Perfectly Planned Interview: Mayor Vic DeLuca on 2010 Property Tax Re-assessment

The township website has posted a re-evaluation update. During November 29th, 2010 letters were mailed to residents regarding the new assessed value of their property. The letter outlines the procedures residents can take for a informal review of their assessment. In addition, November 29th marks the date residents can view maps of the different neighborhoods, sales data, values of all Maplewood properties and an estimated tax calculator. The township urges residents to not apply the 2010 tax rate to new property values until county, school and municipal budgets are approved and until the 2011 tax rate is established in summer ’11. l Read this on the township website.  l Visit Appraisal System’s website to view Maplewood’s re-assessment maps. 

Mayor Vic DeLuca and I spoke on Wednesday, June 24th, 2009 on Maplewood’s upcoming property tax re-assessment.  I approached the mayor so I could do a write up on the topic for this blog.  My goal was to provide residents with correct information and factual details on the upcoming re-assessment.

My talk with Mayor DeLuca began with a question on when the re-evaluation will start, as well as what information Maplewood residents should know to prepare for the re-assessment of their property.  Below is the conversation that evolved from our talk.

________________________________________

## Set problem 1
Could you restate the property tax re-assessment interview, starting with "Perfectly Planned Interview: Mayor" and going on through "Maplewood’s re-assessment maps.", with "town" put in place of "township"?
## Set problem 2
Can you carry the property tax re-assessment interview forward from the point where it stops?
The data that comes next isn't needed for anything here.

## Dataset section
________________________________________

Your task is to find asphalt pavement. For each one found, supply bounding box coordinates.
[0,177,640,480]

________________________________________

## Final result 1
Perfectly Planned Interview: Mayor Vic DeLuca on 2010 Property Tax Re-assessment

The town website has posted a re-evaluation update. During November 29th, 2010 letters were mailed to residents regarding the new assessed value of their property. The letter outlines the procedures residents can take for a informal review of their assessment. In addition, November 29th marks the date residents can view maps of the different neighborhoods, sales data, values of all Maplewood properties and an estimated tax calculator. The town urges residents to not apply the 2010 tax rate to new property values until county, school and municipal budgets are approved and until the 2011 tax rate is established in summer ’11. l Read this on the town website.  l Visit Appraisal System’s website to view Maplewood’s re-assessment maps.

## Final result 2
W. S. Hughes: When will the tax re-evaluation start? How long will it last?

Mayor Vic DeLuca: The firm we hire will start the re-evaluation in 2010 and spend 2010 making this assessment.

2011 is when the new values will go on the books.

W. S. Hughes: How much will the tax re-evaluation cost taxpayers?

Mayor Vic DeLuca: It will cost us probably $750,000.  We have roughly 7,200 properties, and we figure it’s about a thousand dollars per property.

W. S. Hughes: Could you explain why Maplewood is undergoing another tax re-evaluation? We just had a tax re-evaluation in 2000.

Mayor Vic DeLuca: We have been ordered by Essex County Board of Taxation to do a tax revaluation.  It’s been 10 years.

Re-evaluations are generally done every 10 years.  This stems from a provision in the Constitution that property is to be taxed, and taxed at fair market value.

Towns are required to go through this process.  Each town hires a professional firm to look at the tax rolls.  They look at the comparable sales of property.  You designate certain neighborhoods as comparable by their neighborhood characteristics.

W. S. Hughes: How is the tax rate devised for residential and commercial property, for example?

Mayor Vic DeLuca: In New Jersey all property is taxed at the same rate.  This means that the same rate must be applied to different types of property, for example commercial, residential, etc.  This is the case for most states.

W. S. Hughes: How are the values of homes assessed?

Mayor Vic DeLuca: First, the houses on Harding street, for example, would not have the same comparable value as the houses on Euclid. They use a formula on how much the land is worth, and how much the building is worth.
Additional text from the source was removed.